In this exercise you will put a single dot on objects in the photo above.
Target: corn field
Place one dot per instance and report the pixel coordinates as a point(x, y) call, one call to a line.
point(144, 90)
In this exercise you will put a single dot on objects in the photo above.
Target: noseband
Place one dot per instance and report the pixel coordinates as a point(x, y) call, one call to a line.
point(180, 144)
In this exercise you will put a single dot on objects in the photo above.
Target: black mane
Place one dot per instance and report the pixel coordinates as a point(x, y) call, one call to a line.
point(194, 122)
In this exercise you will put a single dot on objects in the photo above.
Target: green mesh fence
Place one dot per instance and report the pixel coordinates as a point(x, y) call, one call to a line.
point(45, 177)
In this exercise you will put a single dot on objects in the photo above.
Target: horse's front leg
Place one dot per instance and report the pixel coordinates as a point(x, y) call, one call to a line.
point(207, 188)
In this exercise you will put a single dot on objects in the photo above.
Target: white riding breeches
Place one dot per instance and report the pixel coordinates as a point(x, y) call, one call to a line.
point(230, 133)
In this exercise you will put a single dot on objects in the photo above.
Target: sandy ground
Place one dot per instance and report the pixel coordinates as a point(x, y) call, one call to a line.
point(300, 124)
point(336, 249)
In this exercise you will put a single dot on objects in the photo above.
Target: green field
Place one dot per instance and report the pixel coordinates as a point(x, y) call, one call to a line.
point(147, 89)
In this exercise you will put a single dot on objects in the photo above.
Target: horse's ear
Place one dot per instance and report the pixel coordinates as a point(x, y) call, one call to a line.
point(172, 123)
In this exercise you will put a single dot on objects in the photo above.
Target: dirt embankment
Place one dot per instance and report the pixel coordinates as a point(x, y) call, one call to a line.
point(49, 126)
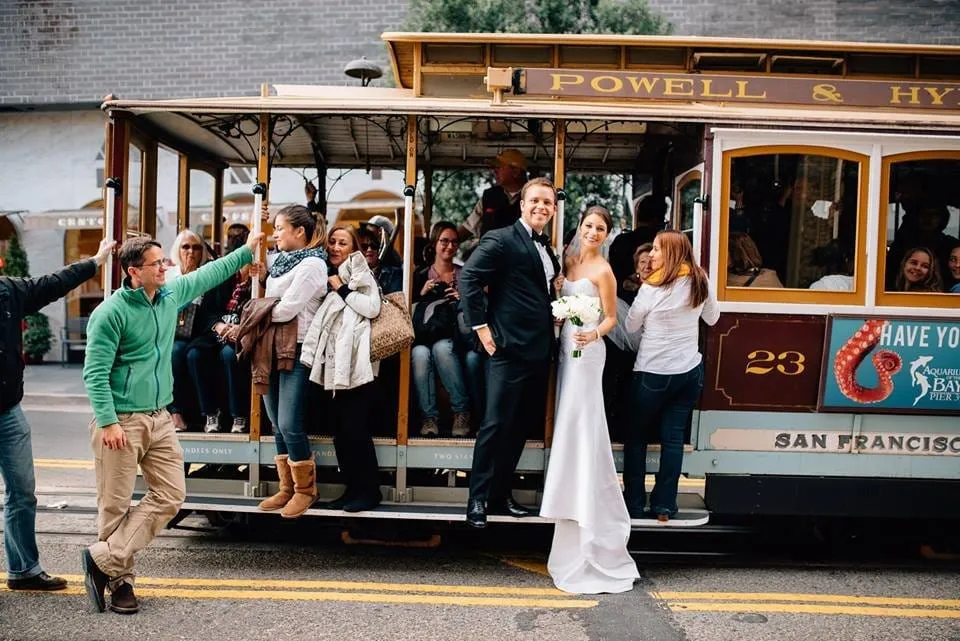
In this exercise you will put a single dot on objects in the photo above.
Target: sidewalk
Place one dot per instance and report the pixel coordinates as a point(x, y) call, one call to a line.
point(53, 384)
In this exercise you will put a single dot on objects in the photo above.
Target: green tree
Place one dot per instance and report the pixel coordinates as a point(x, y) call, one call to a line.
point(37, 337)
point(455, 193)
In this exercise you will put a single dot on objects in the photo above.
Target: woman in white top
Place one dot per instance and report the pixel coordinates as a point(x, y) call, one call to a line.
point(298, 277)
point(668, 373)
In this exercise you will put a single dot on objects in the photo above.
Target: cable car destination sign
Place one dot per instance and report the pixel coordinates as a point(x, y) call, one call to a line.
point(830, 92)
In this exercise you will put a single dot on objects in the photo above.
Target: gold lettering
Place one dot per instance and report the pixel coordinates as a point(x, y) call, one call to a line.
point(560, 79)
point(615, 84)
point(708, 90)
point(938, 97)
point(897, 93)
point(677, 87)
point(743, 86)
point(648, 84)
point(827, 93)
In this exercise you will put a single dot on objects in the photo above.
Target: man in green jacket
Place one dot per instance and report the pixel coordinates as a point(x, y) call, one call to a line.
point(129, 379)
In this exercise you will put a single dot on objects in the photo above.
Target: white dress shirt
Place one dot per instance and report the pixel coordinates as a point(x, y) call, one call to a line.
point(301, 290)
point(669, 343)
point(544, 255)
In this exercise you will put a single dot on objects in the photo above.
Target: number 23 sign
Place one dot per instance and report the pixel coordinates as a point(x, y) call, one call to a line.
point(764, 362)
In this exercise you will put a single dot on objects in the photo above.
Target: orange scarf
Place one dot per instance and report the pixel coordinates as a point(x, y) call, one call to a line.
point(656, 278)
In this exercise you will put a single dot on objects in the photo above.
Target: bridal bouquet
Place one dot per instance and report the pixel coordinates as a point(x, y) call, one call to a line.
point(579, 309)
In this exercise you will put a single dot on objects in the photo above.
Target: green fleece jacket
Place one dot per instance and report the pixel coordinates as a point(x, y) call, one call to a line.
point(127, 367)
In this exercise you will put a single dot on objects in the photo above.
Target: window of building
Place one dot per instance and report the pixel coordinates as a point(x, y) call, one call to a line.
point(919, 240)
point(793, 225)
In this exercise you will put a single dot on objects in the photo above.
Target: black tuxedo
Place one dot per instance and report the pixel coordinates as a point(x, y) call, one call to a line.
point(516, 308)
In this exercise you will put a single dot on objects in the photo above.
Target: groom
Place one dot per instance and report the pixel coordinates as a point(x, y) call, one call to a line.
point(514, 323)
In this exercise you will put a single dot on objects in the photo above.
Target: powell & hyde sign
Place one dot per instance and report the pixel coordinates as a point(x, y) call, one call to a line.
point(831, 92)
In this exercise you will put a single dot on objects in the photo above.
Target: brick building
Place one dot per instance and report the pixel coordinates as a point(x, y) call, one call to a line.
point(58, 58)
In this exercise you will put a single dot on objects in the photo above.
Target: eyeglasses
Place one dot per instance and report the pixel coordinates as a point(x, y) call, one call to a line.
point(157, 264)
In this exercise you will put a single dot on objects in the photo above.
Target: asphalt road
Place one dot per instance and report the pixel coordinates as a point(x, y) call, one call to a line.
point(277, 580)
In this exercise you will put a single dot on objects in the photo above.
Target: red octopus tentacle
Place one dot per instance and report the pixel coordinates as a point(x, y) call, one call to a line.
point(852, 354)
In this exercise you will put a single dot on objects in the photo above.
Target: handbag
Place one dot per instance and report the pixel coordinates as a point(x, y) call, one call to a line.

◆ WHAT TO WORK ON ◆
Reproduce the material above word for word, everything from its first line down to the line containing "point(180, 144)", with both ends included.

◆ THE COMPLETED TASK ◆
In this exercise you will put a single dot on objects in the photo above.
Target: corn field
Place one dot per instance and report the pixel coordinates as a point(x, y) call, one call to a line.
point(144, 90)
In this exercise you will put a single dot on objects in the photo above.
Target: noseband
Place one dot per instance and report the pixel coordinates as a point(x, y) call, one call to a line.
point(180, 144)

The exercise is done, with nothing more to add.